Outline entries for images
▬▬▬
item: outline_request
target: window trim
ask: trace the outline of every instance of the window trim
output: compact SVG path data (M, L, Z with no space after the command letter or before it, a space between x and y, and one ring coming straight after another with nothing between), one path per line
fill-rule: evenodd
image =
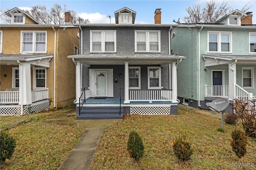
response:
M129 76L129 89L140 89L141 88L141 83L140 83L140 66L129 66L129 69L132 69L132 68L138 68L139 70L139 76L138 76L138 87L130 87L130 74ZM129 73L130 73L130 71L129 71Z
M249 32L249 53L250 54L256 54L256 51L251 51L250 49L250 44L251 44L251 35L256 35L256 32Z
M19 88L20 85L19 84L19 87L15 86L15 70L19 70L19 73L20 72L20 68L19 67L12 67L12 88ZM19 74L19 81L20 80L20 74Z
M33 33L33 41L32 42L32 51L23 51L23 33ZM36 50L36 33L45 33L45 51L38 51ZM20 53L21 54L30 53L46 53L47 51L47 31L20 31Z
M242 87L244 89L254 88L254 67L242 67ZM252 77L252 86L244 87L244 70L250 70L251 76Z
M137 51L137 32L146 32L146 50L145 51ZM158 50L150 51L149 33L150 32L158 32ZM161 53L161 31L160 30L134 30L134 53Z
M217 47L218 50L217 51L209 51L210 38L209 34L210 33L217 34ZM221 51L221 35L223 34L229 34L229 51ZM232 32L230 31L207 31L207 53L232 53Z
M100 51L92 51L92 33L94 32L101 32L101 50ZM106 51L105 47L105 33L106 32L114 32L114 51ZM90 30L90 53L116 53L116 30Z
M1 37L0 37L0 53L2 53L2 47L3 47L3 31L0 30L0 33L1 34Z
M45 77L44 78L44 87L36 87L36 70L44 70ZM46 89L47 77L47 69L45 67L34 67L33 68L33 89Z
M158 86L150 87L150 78L149 75L149 70L150 68L158 68L159 69L159 74L158 75ZM160 66L148 66L148 89L161 89L161 67Z

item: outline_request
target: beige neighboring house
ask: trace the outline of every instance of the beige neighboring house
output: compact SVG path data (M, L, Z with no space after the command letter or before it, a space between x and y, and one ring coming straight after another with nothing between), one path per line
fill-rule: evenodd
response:
M65 14L64 25L42 24L17 8L0 24L0 115L36 113L73 104L79 28Z

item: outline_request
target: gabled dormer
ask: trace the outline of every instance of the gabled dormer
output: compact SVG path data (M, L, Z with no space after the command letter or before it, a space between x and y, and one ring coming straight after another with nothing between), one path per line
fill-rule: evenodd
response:
M134 23L136 12L128 8L124 7L115 12L116 23Z
M228 25L241 25L241 19L246 16L246 14L236 10L222 17L216 23Z
M28 14L18 8L13 8L4 14L11 18L11 23L13 24L40 23Z

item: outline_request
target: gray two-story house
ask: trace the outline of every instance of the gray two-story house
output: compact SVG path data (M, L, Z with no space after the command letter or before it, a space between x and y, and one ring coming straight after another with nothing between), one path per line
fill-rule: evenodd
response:
M177 65L186 57L171 55L173 25L161 24L160 9L154 24L135 24L126 7L114 14L114 24L77 25L80 54L68 58L76 65L78 119L177 114Z

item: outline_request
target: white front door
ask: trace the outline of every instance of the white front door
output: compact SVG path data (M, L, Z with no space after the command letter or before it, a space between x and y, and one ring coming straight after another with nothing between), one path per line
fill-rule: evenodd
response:
M96 96L107 96L107 72L96 72Z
▬▬▬
[Prompt] Rewrite all of the entries above with "gabled dormer" changed to "roof dormer" wherever it occurs and nothing else altered, leaving out the pictures.

[Final result]
item: outline_request
target: window trim
ask: trace the outline of every instance of the window trim
output: compact SVG path data (M, L, Z with no space after the command letter or before it, a space between x and y, and one ring coming straight after another with nothing between), one path per line
fill-rule: evenodd
image =
response:
M129 76L129 89L140 89L141 88L141 83L140 83L140 66L129 66L129 69L132 69L132 68L138 68L139 70L139 76L138 76L138 87L130 87L130 74ZM129 73L130 73L130 71L129 71Z
M249 32L249 53L250 54L256 54L256 51L251 51L250 49L250 44L251 44L251 35L256 35L256 32Z
M19 88L20 85L19 84L19 87L15 86L15 70L19 70L19 73L20 72L20 68L19 67L12 67L12 88ZM19 74L19 81L20 80L20 74Z
M33 33L33 41L32 42L32 51L23 51L23 33ZM36 50L36 33L45 33L45 51L38 51ZM20 53L21 54L30 53L46 53L47 51L47 31L20 31Z
M242 87L244 89L254 88L254 67L242 67ZM252 77L252 86L244 87L244 70L250 70L251 76Z
M137 51L137 32L146 32L146 50L145 51ZM158 50L150 51L149 33L150 32L158 32ZM161 53L161 31L160 30L134 30L134 53Z
M217 47L218 50L217 51L209 51L210 38L209 34L210 33L217 34ZM221 51L221 35L223 34L229 34L229 51ZM232 32L230 31L207 31L207 53L232 53Z
M100 51L92 51L92 33L94 32L101 32L101 50ZM106 51L105 47L105 33L106 32L114 32L114 51ZM90 30L90 53L116 53L116 30Z
M1 37L0 37L0 53L2 53L2 47L3 47L3 31L0 30L0 33L1 34Z
M45 77L44 78L44 87L36 87L36 70L44 70ZM46 89L47 77L47 69L45 67L34 67L33 68L33 89Z
M158 86L150 87L150 78L149 75L149 70L150 68L158 68L159 69L159 74L158 75ZM160 66L148 66L148 89L161 89L161 67Z

item: outline_request
target: beige neighboring house
ask: trace the outline of every instance of the beige neighboring house
output: compact SVG path data (M, L, Z with no space after the command letter or before it, a space between x and y, and one ring coming straight after another with nothing between), one path per line
fill-rule: evenodd
response:
M65 14L64 25L42 24L17 8L0 24L0 115L36 113L73 104L79 28Z

item: outline_request
target: roof dormer
ask: trace the outline of every instance of the roof dormer
output: compact SVG path data (M, L, Z with no space after the command letter or before it, a space between x and y, and one ring coming straight after another with nothing between), one path per line
fill-rule: evenodd
response:
M134 23L136 12L128 8L124 7L115 12L116 23Z
M228 25L241 25L241 19L246 16L246 14L236 10L222 17L216 23Z
M28 14L18 8L13 8L4 14L11 18L11 23L13 24L40 23Z

item: outline_request
target: gray two-story house
ask: trace the outline of every instance of the gray two-story house
output: compact SVG path data (M, L, Z with no space after the command letter or before it, a space between x and y, and one ring coming straight after another with nothing between), one path per line
fill-rule: evenodd
response:
M177 65L186 57L171 55L173 25L161 24L160 9L154 24L135 24L126 7L114 14L114 24L77 25L80 54L68 58L76 65L78 119L177 114Z

item: outline_request
target: white front door
ask: trace the outline of every instance of the white front door
output: compact SVG path data (M, L, Z with no space after the command letter or before it, a space between x and y, and one ring coming straight after another with nothing between), one path per line
fill-rule: evenodd
response:
M96 96L107 96L107 72L96 72Z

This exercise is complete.